* Exercise goal: When you reach the line containing "hmm let me think... yeah i need the small" in the data below, reproduce it and every line that follows, exactly and without additions.

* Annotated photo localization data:

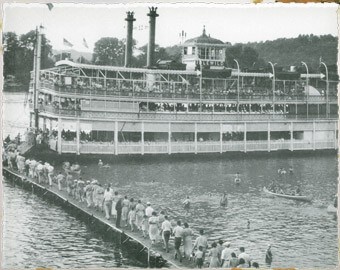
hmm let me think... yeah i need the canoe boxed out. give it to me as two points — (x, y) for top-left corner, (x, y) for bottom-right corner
(263, 187), (312, 202)
(327, 204), (337, 213)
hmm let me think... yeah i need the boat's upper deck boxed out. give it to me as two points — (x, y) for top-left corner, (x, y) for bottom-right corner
(31, 60), (337, 102)
(29, 60), (338, 121)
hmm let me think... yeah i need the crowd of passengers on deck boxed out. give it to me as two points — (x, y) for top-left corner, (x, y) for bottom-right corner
(33, 95), (289, 115)
(38, 73), (319, 99)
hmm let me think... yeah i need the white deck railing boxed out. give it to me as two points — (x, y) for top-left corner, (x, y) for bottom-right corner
(56, 139), (336, 155)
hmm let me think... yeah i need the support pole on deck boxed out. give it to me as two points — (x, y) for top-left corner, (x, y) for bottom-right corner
(244, 122), (247, 153)
(76, 119), (80, 155)
(141, 122), (145, 155)
(168, 122), (171, 155)
(334, 121), (337, 149)
(194, 123), (198, 154)
(290, 121), (294, 151)
(312, 120), (316, 150)
(267, 122), (271, 152)
(57, 117), (62, 154)
(220, 123), (223, 154)
(43, 117), (47, 131)
(114, 121), (118, 155)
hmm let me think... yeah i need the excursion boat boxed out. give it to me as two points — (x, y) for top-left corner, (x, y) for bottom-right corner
(263, 186), (312, 202)
(28, 7), (338, 156)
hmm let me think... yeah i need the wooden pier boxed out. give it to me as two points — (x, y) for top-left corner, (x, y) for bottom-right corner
(2, 167), (197, 269)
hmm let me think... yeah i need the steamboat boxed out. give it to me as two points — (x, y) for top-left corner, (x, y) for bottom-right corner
(28, 7), (338, 156)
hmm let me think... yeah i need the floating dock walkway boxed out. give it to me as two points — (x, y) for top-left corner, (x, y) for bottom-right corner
(2, 167), (197, 269)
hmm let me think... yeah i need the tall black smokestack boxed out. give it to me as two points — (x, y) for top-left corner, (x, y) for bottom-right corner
(124, 11), (136, 67)
(147, 7), (159, 69)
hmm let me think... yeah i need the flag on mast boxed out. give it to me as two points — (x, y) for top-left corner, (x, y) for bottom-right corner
(63, 38), (73, 48)
(46, 3), (54, 11)
(82, 38), (89, 48)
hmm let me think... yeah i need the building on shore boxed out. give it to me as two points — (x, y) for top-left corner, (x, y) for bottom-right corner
(28, 8), (338, 156)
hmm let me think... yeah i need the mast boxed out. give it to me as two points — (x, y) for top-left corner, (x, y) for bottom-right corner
(33, 25), (42, 131)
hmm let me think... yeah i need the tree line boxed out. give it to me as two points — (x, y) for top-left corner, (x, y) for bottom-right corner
(3, 31), (337, 91)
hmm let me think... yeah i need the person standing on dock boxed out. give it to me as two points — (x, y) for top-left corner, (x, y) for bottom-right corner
(192, 229), (208, 260)
(115, 196), (123, 228)
(36, 161), (44, 184)
(55, 172), (64, 191)
(111, 191), (120, 219)
(173, 220), (184, 262)
(238, 247), (252, 267)
(135, 200), (145, 231)
(145, 202), (154, 218)
(208, 242), (220, 268)
(195, 246), (204, 268)
(129, 206), (137, 231)
(103, 184), (113, 219)
(46, 163), (54, 187)
(220, 242), (233, 267)
(182, 222), (194, 259)
(66, 172), (73, 195)
(161, 215), (172, 253)
(149, 211), (159, 245)
(84, 181), (93, 207)
(122, 195), (130, 227)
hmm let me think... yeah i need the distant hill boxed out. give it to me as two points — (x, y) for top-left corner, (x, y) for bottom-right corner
(52, 49), (92, 62)
(245, 34), (337, 72)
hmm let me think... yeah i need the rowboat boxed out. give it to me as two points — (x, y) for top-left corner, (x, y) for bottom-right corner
(327, 204), (337, 213)
(263, 187), (312, 202)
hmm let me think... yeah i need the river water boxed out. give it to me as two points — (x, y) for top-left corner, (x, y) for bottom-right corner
(2, 92), (339, 268)
(2, 180), (146, 269)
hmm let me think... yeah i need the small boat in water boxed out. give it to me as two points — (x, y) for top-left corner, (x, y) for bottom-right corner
(263, 187), (312, 202)
(327, 204), (337, 213)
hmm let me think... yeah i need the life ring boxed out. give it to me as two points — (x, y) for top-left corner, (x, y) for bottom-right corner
(234, 177), (241, 184)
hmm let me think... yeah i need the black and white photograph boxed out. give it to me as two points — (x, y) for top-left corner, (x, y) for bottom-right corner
(1, 2), (338, 269)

* Answer for the task:
hmm let me think... yeah i need the small boat in water boxed out. give it to me as two points — (x, y) for top-left corner, (x, y) for bottom-right corner
(263, 187), (312, 202)
(327, 204), (337, 213)
hmm let me think... yeah i need the life ring boxed out. give it to me as two points — (x, y) for top-left corner, (x, y) for bottom-right corner
(234, 177), (241, 184)
hmm let me think... yeah i need the black and white photograph boxed out. give it to me as two points — (x, y) for top-left corner, (x, y) for bottom-right corner
(1, 2), (338, 269)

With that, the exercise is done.